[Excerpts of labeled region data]
↓↓↓

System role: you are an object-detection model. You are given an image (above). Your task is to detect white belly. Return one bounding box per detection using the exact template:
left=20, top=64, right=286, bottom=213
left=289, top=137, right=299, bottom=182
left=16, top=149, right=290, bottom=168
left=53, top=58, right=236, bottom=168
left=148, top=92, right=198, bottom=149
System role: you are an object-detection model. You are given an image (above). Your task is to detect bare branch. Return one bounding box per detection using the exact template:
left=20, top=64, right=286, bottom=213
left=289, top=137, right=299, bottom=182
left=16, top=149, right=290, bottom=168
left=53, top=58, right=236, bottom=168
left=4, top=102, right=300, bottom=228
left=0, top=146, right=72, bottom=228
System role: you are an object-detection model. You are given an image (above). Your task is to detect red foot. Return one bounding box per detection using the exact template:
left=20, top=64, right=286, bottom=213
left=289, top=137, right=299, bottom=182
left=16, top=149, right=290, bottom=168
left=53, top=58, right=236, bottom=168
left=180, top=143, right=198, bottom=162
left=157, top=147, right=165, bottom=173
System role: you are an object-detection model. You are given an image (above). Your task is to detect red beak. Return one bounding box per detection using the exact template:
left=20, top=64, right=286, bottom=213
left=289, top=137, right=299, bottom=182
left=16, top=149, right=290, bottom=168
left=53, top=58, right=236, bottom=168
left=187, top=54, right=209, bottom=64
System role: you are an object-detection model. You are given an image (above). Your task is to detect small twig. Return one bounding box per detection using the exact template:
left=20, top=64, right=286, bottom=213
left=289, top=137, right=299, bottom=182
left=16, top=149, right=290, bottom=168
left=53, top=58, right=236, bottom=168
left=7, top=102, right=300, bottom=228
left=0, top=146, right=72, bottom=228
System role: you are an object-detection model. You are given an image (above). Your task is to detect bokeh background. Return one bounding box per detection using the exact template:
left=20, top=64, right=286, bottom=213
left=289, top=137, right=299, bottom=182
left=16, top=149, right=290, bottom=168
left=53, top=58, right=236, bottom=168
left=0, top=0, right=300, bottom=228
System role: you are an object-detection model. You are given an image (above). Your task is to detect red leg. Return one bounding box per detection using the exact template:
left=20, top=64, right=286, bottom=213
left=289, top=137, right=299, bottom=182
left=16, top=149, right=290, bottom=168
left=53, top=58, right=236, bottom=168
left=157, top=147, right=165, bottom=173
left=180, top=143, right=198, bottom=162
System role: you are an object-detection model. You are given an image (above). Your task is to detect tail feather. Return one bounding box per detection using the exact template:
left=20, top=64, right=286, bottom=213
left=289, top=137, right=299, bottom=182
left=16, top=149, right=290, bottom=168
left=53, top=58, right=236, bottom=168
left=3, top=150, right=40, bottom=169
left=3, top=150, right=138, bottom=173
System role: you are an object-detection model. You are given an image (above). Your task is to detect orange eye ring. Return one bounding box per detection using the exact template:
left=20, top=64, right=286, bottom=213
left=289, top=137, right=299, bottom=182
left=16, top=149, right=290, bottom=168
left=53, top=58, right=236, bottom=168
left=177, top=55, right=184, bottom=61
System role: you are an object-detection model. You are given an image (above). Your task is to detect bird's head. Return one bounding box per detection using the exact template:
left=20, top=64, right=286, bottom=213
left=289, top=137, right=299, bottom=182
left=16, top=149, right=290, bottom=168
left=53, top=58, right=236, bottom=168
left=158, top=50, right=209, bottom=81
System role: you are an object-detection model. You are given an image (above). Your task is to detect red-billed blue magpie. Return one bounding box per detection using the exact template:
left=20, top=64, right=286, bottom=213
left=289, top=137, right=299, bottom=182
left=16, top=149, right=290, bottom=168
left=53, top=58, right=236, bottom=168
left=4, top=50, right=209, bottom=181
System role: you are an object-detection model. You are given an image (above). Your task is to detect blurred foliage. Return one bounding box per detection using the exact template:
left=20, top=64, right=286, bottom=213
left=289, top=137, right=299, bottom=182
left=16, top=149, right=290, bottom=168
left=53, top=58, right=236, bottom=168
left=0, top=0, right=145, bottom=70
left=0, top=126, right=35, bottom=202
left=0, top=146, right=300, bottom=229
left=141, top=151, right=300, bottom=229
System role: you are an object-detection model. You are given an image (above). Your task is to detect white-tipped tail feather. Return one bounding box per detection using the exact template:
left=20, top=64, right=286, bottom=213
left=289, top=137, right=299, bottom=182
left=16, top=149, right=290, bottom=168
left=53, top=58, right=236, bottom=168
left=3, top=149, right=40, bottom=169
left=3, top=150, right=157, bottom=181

↑↑↑

Written problem |
Render every line of the records above as a Markdown table with the columns Row and Line, numbering each line and leaving out any blank lines.

Exercise answer |
| Row | Line |
|---|---|
| 1 | System role: you are an object-detection model. You are given an image (above). Your task is to detect white belly. Return one bounding box per detection using the exact template: |
| 2 | left=20, top=64, right=286, bottom=213 |
| 3 | left=289, top=137, right=299, bottom=182 |
| 4 | left=16, top=149, right=290, bottom=168 |
| 5 | left=53, top=58, right=236, bottom=168 |
| 6 | left=148, top=92, right=198, bottom=149 |
| 7 | System role: you are an object-detection model. You are given an image (above). Your task is to detect bare branch. Return one bounding box per detection using the exact template: |
| 8 | left=20, top=64, right=286, bottom=213 |
| 9 | left=289, top=137, right=299, bottom=182 |
| 10 | left=16, top=149, right=290, bottom=168 |
| 11 | left=53, top=58, right=236, bottom=168 |
| 12 | left=4, top=102, right=300, bottom=228 |
| 13 | left=0, top=146, right=72, bottom=228 |
| 14 | System role: you are an object-detection model. You are given an image (above). Your task is to detect red foot. Return one bounding box per detection using the exact template: |
| 15 | left=20, top=64, right=286, bottom=213 |
| 16 | left=289, top=137, right=299, bottom=182 |
| 17 | left=16, top=149, right=290, bottom=168 |
| 18 | left=53, top=58, right=236, bottom=168 |
| 19 | left=180, top=143, right=198, bottom=162 |
| 20 | left=157, top=147, right=165, bottom=173 |
| 21 | System role: you are an object-detection model. You are given an image (above). Your task is to detect red beak. Return one bounding box per detection using the exact template: |
| 22 | left=20, top=64, right=286, bottom=213 |
| 23 | left=289, top=137, right=299, bottom=182 |
| 24 | left=16, top=149, right=290, bottom=168 |
| 25 | left=53, top=58, right=236, bottom=168 |
| 26 | left=187, top=54, right=209, bottom=64 |
| 27 | System role: you are an object-detection model. You are given an image (above). Your task is to detect small twig. Return one bounding box per detection using the exact template: |
| 28 | left=20, top=64, right=286, bottom=213 |
| 29 | left=289, top=137, right=299, bottom=182 |
| 30 | left=16, top=149, right=290, bottom=168 |
| 31 | left=53, top=58, right=236, bottom=168 |
| 32 | left=7, top=102, right=300, bottom=228 |
| 33 | left=0, top=146, right=72, bottom=228 |
| 34 | System role: you are an object-detection model. You are given an image (above). Your task is to detect bokeh background. Return one bounding box per detection using the exact template: |
| 35 | left=20, top=64, right=286, bottom=213 |
| 36 | left=289, top=137, right=299, bottom=182 |
| 37 | left=16, top=149, right=290, bottom=168 |
| 38 | left=53, top=58, right=236, bottom=168 |
| 39 | left=0, top=0, right=300, bottom=228 |
| 40 | System role: you are an object-detection model. You are given an image (above). Your task is to detect red leg. Return one bounding box per detection using the exact template: |
| 41 | left=20, top=64, right=286, bottom=213 |
| 42 | left=289, top=137, right=299, bottom=182 |
| 43 | left=16, top=149, right=290, bottom=168 |
| 44 | left=53, top=58, right=236, bottom=168 |
| 45 | left=157, top=147, right=165, bottom=173 |
| 46 | left=180, top=143, right=198, bottom=162 |
| 47 | System role: you are an object-detection model. You are given an image (above). Your task is to detect tail feather. Return one bounding box per detection using the exact template: |
| 48 | left=20, top=64, right=286, bottom=213 |
| 49 | left=289, top=137, right=299, bottom=182 |
| 50 | left=16, top=149, right=290, bottom=168 |
| 51 | left=53, top=58, right=236, bottom=168 |
| 52 | left=3, top=150, right=40, bottom=169 |
| 53 | left=3, top=150, right=138, bottom=173 |
| 54 | System role: you are an object-detection model. You are given an image (above). Your task is to detect orange eye ring. Return one bounding box per detection using the exact template: |
| 55 | left=20, top=64, right=286, bottom=213 |
| 56 | left=289, top=137, right=299, bottom=182 |
| 57 | left=16, top=149, right=290, bottom=168 |
| 58 | left=53, top=58, right=236, bottom=168 |
| 59 | left=177, top=55, right=184, bottom=61 |
| 60 | System role: you are an object-detection model. You are given an image (above). Your task is to detect bird's head. Return one bounding box per detection using the exact template: |
| 61 | left=20, top=64, right=286, bottom=213 |
| 62 | left=289, top=137, right=299, bottom=182 |
| 63 | left=16, top=149, right=290, bottom=168 |
| 64 | left=53, top=58, right=236, bottom=168 |
| 65 | left=158, top=50, right=209, bottom=81 |
| 66 | System role: you are an object-detection model. You are given an image (above). Your task is to detect red-billed blue magpie. Return one bounding box per detection using the exact template: |
| 67 | left=20, top=64, right=286, bottom=213 |
| 68 | left=289, top=137, right=299, bottom=182 |
| 69 | left=16, top=149, right=290, bottom=168 |
| 70 | left=53, top=58, right=236, bottom=168 |
| 71 | left=4, top=50, right=209, bottom=181 |
| 72 | System role: you are an object-detection model. You are given an image (above). Your task is to detect blurred foliage. Return one bounding box per detection using the exact template: |
| 73 | left=20, top=64, right=286, bottom=213 |
| 74 | left=289, top=137, right=299, bottom=182 |
| 75 | left=16, top=149, right=290, bottom=168 |
| 76 | left=53, top=58, right=236, bottom=168 |
| 77 | left=0, top=0, right=145, bottom=70 |
| 78 | left=0, top=126, right=35, bottom=202 |
| 79 | left=0, top=146, right=300, bottom=229 |
| 80 | left=141, top=151, right=300, bottom=229 |
| 81 | System role: you are an object-detection model. You are given an image (above). Your task is to detect white-tipped tail feather. Return one bounding box per detection using the exact template: |
| 82 | left=20, top=64, right=286, bottom=213 |
| 83 | left=289, top=137, right=299, bottom=182 |
| 84 | left=16, top=149, right=290, bottom=168 |
| 85 | left=53, top=58, right=236, bottom=168 |
| 86 | left=3, top=149, right=40, bottom=169 |
| 87 | left=3, top=150, right=157, bottom=181 |